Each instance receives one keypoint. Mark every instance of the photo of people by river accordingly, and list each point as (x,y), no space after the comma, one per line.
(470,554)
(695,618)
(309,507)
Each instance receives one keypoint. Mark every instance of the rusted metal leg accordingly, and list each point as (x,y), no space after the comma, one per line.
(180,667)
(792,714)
...
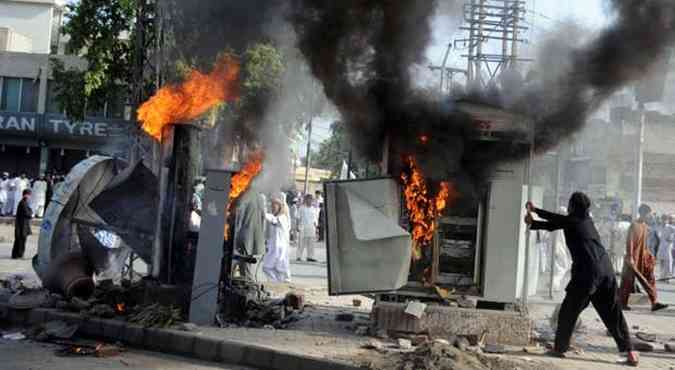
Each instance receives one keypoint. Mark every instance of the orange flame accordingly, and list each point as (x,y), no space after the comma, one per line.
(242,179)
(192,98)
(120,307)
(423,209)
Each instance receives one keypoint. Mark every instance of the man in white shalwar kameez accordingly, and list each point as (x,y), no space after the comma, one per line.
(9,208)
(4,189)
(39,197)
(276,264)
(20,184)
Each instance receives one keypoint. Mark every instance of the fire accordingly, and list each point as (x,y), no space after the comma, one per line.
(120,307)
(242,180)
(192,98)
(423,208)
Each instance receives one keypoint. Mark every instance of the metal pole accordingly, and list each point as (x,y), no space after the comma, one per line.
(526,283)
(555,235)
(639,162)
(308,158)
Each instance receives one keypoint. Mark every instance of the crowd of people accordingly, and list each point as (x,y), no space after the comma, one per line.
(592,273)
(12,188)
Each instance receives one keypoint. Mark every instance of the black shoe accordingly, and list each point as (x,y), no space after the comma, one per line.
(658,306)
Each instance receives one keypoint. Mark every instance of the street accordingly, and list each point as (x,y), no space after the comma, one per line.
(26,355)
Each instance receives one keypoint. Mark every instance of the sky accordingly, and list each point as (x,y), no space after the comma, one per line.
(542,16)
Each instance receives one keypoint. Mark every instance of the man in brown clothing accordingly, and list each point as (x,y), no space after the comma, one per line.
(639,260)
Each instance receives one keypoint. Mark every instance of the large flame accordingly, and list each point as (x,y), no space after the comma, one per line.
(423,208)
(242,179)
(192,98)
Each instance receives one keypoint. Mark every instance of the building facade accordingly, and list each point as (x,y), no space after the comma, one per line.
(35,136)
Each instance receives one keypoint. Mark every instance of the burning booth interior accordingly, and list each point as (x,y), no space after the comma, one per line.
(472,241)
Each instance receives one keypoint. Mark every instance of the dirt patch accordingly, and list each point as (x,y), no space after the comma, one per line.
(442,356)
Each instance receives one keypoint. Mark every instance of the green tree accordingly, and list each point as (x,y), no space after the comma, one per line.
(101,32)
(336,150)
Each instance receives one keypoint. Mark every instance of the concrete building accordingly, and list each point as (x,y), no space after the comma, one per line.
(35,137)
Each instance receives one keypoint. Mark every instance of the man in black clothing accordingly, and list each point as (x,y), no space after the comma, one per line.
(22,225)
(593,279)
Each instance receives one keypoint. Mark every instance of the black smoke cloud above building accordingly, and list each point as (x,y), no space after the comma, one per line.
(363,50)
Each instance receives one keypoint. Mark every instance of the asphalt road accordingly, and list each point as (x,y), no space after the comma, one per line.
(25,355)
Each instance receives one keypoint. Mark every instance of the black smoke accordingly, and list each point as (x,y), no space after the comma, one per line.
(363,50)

◆ DO THIS: Gather every line in the records above that contains the string "river". Case counts.

◆ WRITTEN REPLY:
Each instance receives one keypoint. Mark every instance of the photo of people by river accordingly, and list each point as (x,y), no space after the comma, one per line.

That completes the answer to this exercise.